* Work item: The answer must restate the records below word for word.

:: Supplied data

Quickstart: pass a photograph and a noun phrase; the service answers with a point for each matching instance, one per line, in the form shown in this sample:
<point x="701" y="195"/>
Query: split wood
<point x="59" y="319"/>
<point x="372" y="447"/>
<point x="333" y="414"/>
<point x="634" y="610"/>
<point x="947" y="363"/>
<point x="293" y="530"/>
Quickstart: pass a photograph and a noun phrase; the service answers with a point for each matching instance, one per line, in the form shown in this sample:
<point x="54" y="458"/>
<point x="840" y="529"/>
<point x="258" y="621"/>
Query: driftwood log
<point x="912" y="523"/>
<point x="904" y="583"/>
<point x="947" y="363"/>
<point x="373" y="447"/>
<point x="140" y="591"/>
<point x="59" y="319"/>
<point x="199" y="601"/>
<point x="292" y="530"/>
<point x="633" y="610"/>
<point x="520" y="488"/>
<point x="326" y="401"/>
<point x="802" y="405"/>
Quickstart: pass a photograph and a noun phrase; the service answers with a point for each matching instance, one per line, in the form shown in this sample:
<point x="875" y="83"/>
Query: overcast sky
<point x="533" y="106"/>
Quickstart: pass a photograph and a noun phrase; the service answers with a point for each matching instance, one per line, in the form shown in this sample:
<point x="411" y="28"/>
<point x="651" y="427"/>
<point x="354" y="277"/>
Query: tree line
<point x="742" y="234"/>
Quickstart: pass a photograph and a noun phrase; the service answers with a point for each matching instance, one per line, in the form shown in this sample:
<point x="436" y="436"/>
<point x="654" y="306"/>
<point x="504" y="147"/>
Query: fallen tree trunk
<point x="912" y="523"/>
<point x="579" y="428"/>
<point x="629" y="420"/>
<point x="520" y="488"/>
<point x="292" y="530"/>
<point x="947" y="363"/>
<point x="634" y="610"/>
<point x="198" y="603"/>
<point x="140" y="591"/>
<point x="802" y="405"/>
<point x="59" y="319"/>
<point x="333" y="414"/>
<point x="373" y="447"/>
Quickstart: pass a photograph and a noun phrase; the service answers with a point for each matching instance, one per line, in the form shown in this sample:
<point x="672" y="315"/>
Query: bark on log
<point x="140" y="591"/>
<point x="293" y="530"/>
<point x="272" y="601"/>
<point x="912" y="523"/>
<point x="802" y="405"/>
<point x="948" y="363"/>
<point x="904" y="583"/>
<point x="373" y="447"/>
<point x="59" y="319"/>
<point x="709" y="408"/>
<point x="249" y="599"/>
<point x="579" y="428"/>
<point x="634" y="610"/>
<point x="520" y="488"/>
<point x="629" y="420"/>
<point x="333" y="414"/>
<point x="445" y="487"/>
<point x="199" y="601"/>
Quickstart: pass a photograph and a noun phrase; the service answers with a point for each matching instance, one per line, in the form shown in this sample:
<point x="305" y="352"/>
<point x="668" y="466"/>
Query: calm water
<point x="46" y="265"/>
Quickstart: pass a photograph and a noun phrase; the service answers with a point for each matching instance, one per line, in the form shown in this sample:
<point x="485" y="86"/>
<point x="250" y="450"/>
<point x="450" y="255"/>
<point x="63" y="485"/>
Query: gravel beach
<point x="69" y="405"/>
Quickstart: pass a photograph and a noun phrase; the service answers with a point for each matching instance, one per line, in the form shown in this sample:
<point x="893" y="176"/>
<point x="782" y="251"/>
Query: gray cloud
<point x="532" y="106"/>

::::

* Answer:
Quickstart: pass a photograph and a noun phrase; the service answers with a point for each matching instance, one per line, in the form shown in this sample:
<point x="701" y="195"/>
Query: split wood
<point x="59" y="319"/>
<point x="372" y="447"/>
<point x="333" y="414"/>
<point x="634" y="610"/>
<point x="947" y="363"/>
<point x="293" y="530"/>
Quickstart: pass a photograph and a noun phrase; the service answers with a point for each matching instance, one per line, in the form shown in this sample:
<point x="54" y="458"/>
<point x="840" y="529"/>
<point x="258" y="621"/>
Query: driftwood log
<point x="912" y="523"/>
<point x="904" y="583"/>
<point x="947" y="363"/>
<point x="373" y="447"/>
<point x="140" y="591"/>
<point x="59" y="319"/>
<point x="199" y="601"/>
<point x="292" y="530"/>
<point x="633" y="610"/>
<point x="520" y="488"/>
<point x="326" y="401"/>
<point x="802" y="405"/>
Quickstart: pass a photograph and a noun phrase; the service answers with a point for each matching instance, one per line, in the form shown in this sample:
<point x="875" y="83"/>
Query: overcast sky
<point x="533" y="106"/>
Quickstart: pass a photograph and a noun phrase; the service answers with a point for each matching instance, one per line, in the form shown in this sample:
<point x="411" y="28"/>
<point x="651" y="427"/>
<point x="354" y="277"/>
Query: tree line
<point x="742" y="234"/>
Quickstart: pass a photograph and a noun phrase; the service answers with a point for each matching instance, one per line, in the form shown in this sample:
<point x="436" y="436"/>
<point x="654" y="306"/>
<point x="504" y="147"/>
Query: fallen tree trunk
<point x="912" y="523"/>
<point x="579" y="428"/>
<point x="629" y="420"/>
<point x="520" y="488"/>
<point x="292" y="530"/>
<point x="947" y="363"/>
<point x="634" y="610"/>
<point x="198" y="603"/>
<point x="140" y="591"/>
<point x="802" y="405"/>
<point x="59" y="319"/>
<point x="333" y="414"/>
<point x="373" y="447"/>
Quickstart: pass a photograph and a noun phrase; the service answers with a point for each matching instance, one per line, in the form shown in this sample:
<point x="672" y="315"/>
Query: bark on log
<point x="140" y="591"/>
<point x="293" y="530"/>
<point x="272" y="601"/>
<point x="912" y="523"/>
<point x="802" y="405"/>
<point x="948" y="363"/>
<point x="904" y="583"/>
<point x="373" y="447"/>
<point x="59" y="319"/>
<point x="709" y="408"/>
<point x="249" y="599"/>
<point x="579" y="428"/>
<point x="634" y="610"/>
<point x="520" y="488"/>
<point x="629" y="420"/>
<point x="333" y="414"/>
<point x="445" y="487"/>
<point x="199" y="601"/>
Quickstart: pass a photograph and a noun phrase; the service answers with a point for each matching instance, one per line, in the form shown in this sample:
<point x="305" y="352"/>
<point x="668" y="466"/>
Query: calm water
<point x="46" y="265"/>
Quickstart: pass a photograph and a noun phrase; the service answers with a point for each matching instance, one per line, in the form shown in this sample:
<point x="485" y="86"/>
<point x="250" y="450"/>
<point x="450" y="255"/>
<point x="63" y="485"/>
Query: gravel beach
<point x="69" y="405"/>
Quickstart: pass a photograph and a noun phrase; the service answers with a point for each matching instance, one per line, in the form shown in this sample:
<point x="893" y="176"/>
<point x="782" y="251"/>
Query: gray cloud
<point x="532" y="106"/>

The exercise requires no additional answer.